[Records for this task Boundary: Start]
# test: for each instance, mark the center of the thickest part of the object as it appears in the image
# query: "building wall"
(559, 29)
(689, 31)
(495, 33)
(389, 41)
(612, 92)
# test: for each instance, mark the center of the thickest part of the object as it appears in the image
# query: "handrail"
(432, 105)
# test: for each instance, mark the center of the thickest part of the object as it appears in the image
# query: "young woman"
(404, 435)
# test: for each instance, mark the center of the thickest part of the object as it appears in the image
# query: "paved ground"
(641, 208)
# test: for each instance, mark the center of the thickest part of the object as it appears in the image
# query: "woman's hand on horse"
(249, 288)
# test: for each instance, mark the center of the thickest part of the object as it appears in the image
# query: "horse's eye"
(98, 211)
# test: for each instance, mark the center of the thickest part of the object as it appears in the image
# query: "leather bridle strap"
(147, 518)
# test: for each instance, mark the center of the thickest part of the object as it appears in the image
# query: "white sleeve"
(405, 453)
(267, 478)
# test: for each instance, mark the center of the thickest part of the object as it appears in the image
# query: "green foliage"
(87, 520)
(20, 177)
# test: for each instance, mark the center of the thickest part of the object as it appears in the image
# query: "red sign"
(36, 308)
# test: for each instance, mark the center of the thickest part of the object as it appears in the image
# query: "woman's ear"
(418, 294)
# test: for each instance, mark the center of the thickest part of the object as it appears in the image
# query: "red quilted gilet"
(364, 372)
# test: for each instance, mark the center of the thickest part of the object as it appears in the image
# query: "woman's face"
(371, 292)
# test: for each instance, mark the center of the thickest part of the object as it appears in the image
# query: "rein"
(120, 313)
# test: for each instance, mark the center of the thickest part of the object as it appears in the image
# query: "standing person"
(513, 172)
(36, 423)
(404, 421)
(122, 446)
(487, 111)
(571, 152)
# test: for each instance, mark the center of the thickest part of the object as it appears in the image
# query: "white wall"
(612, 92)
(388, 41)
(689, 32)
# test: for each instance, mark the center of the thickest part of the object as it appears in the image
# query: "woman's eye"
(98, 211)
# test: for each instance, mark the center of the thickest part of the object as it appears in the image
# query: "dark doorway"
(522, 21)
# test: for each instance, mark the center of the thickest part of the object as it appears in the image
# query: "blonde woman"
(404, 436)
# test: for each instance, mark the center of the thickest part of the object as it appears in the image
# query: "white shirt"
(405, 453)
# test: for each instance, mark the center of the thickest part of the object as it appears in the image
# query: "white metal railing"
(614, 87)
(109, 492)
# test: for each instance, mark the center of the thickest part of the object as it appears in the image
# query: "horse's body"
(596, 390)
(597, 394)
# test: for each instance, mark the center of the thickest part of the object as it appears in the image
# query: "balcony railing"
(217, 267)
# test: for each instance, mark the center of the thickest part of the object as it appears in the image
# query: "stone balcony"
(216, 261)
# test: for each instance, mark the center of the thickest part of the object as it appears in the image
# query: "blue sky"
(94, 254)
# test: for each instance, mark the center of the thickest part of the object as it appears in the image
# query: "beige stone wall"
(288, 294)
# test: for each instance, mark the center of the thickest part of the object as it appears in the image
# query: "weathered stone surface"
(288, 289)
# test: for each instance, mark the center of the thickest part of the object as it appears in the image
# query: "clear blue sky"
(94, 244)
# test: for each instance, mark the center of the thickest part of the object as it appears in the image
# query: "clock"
[Records for this task Boundary: End]
• _Task statement_: Would you print all of the records exactly as they were given?

• _Exercise output_:
# test: for each instance, mark the center of the thickest part of the object as it appears in the image
# query: "building wall"
(559, 29)
(689, 31)
(495, 33)
(389, 41)
(612, 92)
# test: for each instance, mark the center of the thickest part of the object as it appears in the image
# query: "handrail"
(432, 105)
# test: for each instance, mark the center of the thickest part of the object as it appears in the image
# query: "young woman"
(404, 435)
# test: for each instance, mark the center of the thickest part of the object as it appears in the image
# query: "paved ground"
(641, 208)
# test: for each instance, mark the center of the thickest part of the object as it appears in the image
# query: "woman's hand on horse"
(249, 288)
# test: for each instance, mark the center of the thickest part of the object as it appears in the image
# query: "horse's eye"
(98, 211)
# test: for each instance, mark the center of the thickest part of the object as it appears in the image
# query: "leather bridle strap"
(147, 518)
# test: for each instance, mark the center of the thickest part of the object as it appears in the image
# query: "white sleeve"
(405, 453)
(267, 478)
# test: for each instance, mark the center of the thickest part of the object as it appears in the image
# query: "green foliage"
(87, 520)
(20, 177)
# test: for each instance, mark the center of the thickest part of the object as it appears in the image
# query: "red sign"
(36, 308)
# test: for each instance, mark the center of the thickest part of the object as it appears in the image
# query: "woman's ear"
(418, 294)
# test: for each instance, mark the center of the thickest part of the object as it appears in the image
# query: "red quilted gilet"
(364, 372)
# test: for each instance, mark the center of the thickest part of the object as it appears in the image
# query: "woman's face"
(371, 292)
# test: for each instance, mark the center of the thickest part of the object as it appears in the image
# query: "rein"
(120, 313)
# test: for each instance, mark the center of the thickest part of the object as it appears in the image
# query: "standing person"
(513, 172)
(36, 423)
(404, 421)
(122, 446)
(487, 111)
(571, 152)
# test: for each instance, mark the center of the thickest part of the object as it appears in the image
# query: "white wall"
(612, 92)
(388, 41)
(689, 32)
# test: for each instance, mark the center of the thickest part of the object as it appears in the image
# query: "woman's eye"
(98, 211)
# test: for each instance, mark the center of the thickest part of the object as it appears in the image
# query: "dark doorway"
(522, 21)
# test: for each instance, mark the center of the thickest part of the object as it appears in the image
# query: "blonde woman"
(404, 436)
# test: for each instance, mark the center of the thickest part of the object as it appears in the image
# query: "white shirt"
(405, 453)
# test: for each instance, mark the center of the thickest part of the object as it appears in the image
# query: "white metal railing"
(614, 87)
(109, 492)
# test: for each instance, mark the center of the thickest part of the object as it appears in the image
# query: "horse's body"
(596, 390)
(597, 394)
# test: for each instance, mark the center of the thickest part of the object as it appears in the image
# query: "balcony railing"
(217, 267)
# test: for each instance, mark the center of the thickest part of the object as it appears in the image
# query: "stone balcony"
(216, 261)
# test: for each instance, mark the center of the thickest part of the object as it appears in the image
# query: "blue sky"
(94, 254)
# test: for each instance, mark the center of the thickest part of the object as it appears in the image
# query: "beige stone wall"
(288, 294)
# test: for each instance, mark the center of the thickest part of the object as it appears in the image
# query: "weathered stone surface"
(288, 289)
# test: for each instance, mark the center of the thickest part of the object as it appears in the image
# query: "clear blue sky"
(94, 244)
# test: for each instance, mark the center of the thickest part of the object as it appears in the image
# query: "clock"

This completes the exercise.